start Material for this task
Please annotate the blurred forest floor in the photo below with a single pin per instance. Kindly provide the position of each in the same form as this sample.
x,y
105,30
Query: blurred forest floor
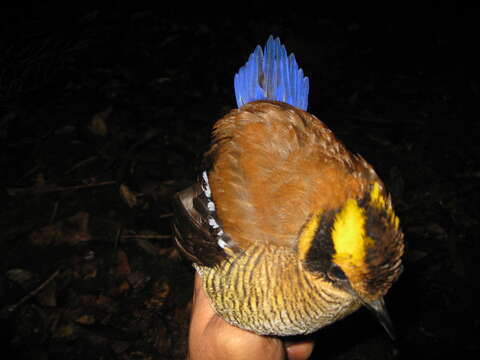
x,y
105,113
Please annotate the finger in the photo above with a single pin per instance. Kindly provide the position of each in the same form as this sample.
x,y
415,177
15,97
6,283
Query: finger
x,y
300,350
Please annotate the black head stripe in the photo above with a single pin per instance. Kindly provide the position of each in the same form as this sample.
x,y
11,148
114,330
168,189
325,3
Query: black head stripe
x,y
319,256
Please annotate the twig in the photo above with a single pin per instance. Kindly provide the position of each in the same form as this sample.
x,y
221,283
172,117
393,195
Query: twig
x,y
146,236
165,215
81,163
32,293
51,188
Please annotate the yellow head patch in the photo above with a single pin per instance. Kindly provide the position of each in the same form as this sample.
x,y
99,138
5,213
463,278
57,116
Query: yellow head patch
x,y
348,234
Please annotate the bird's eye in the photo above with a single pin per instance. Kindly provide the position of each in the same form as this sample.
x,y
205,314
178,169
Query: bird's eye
x,y
335,273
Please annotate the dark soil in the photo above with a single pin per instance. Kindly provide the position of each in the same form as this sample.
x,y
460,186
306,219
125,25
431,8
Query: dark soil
x,y
106,110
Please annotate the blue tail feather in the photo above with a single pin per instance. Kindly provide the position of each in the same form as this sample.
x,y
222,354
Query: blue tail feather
x,y
271,75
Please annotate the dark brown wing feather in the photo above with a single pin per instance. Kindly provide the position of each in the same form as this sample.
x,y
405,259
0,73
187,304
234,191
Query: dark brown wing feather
x,y
194,235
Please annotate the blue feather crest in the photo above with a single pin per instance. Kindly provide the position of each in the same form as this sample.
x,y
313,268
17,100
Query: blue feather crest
x,y
271,75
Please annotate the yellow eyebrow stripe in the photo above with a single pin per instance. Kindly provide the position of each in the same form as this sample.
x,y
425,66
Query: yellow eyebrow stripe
x,y
308,234
348,235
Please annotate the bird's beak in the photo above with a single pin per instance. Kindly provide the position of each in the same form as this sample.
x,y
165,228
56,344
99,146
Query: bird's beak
x,y
377,307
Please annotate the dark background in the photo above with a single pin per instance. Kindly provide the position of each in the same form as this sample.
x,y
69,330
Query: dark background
x,y
105,111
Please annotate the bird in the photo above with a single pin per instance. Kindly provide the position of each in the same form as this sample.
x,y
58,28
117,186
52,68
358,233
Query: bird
x,y
288,230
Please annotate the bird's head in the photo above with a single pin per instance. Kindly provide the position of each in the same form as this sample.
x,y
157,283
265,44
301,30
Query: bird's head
x,y
358,247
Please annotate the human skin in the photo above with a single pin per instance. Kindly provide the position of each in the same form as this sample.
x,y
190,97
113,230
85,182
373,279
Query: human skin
x,y
212,338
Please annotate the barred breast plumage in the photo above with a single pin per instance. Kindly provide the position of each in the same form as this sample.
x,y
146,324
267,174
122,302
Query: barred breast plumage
x,y
267,290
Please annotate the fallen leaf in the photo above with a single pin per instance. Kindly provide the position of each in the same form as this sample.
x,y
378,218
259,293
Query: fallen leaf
x,y
98,125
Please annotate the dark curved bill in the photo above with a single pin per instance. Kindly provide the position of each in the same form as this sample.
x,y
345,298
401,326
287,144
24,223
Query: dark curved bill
x,y
377,307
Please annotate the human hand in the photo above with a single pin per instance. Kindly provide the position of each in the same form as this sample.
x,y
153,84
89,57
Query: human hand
x,y
212,338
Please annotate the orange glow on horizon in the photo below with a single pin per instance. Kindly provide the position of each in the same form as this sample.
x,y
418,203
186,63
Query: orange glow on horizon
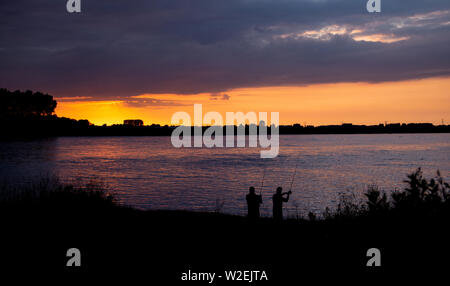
end Material for this task
[Task to complete] Locate each line of the records above that contains the string "patch", and copy every such line in full.

[Result]
Please annotate the yellow head patch in the photo above with a single pin per instance. Kindly provide the position of each in the same form as this sample.
Query: yellow head patch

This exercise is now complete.